## WORK INSTRUCTION
Line tally for the word "bread": count the lines below that contain it and reply with the number alone.

Records contained in a dataset
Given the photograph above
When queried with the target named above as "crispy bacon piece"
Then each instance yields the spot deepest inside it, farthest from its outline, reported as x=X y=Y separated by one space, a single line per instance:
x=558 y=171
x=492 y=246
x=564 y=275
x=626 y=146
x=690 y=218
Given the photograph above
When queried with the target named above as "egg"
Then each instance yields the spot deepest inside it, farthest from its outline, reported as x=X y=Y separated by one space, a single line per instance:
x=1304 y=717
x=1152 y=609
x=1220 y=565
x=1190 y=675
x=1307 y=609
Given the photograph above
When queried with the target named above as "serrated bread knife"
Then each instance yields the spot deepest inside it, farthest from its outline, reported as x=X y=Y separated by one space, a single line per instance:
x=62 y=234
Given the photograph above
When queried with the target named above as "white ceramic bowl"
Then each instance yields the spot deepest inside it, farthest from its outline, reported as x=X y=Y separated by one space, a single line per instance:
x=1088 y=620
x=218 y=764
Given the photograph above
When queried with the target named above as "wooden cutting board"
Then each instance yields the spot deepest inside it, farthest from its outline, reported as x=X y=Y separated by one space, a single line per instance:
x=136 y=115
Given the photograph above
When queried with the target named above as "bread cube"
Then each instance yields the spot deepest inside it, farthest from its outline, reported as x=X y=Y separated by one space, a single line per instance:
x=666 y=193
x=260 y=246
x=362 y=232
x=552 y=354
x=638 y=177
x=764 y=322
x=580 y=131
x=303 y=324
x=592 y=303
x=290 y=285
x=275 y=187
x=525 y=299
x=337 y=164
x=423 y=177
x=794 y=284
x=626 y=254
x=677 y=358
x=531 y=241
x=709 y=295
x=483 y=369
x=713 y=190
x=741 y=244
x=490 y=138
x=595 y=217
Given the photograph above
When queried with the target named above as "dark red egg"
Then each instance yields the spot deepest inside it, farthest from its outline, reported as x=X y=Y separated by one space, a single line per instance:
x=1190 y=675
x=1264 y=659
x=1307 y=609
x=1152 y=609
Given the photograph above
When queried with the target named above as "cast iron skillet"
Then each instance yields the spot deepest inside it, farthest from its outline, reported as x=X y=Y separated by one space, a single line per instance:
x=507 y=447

## WRITTEN RESPONSE
2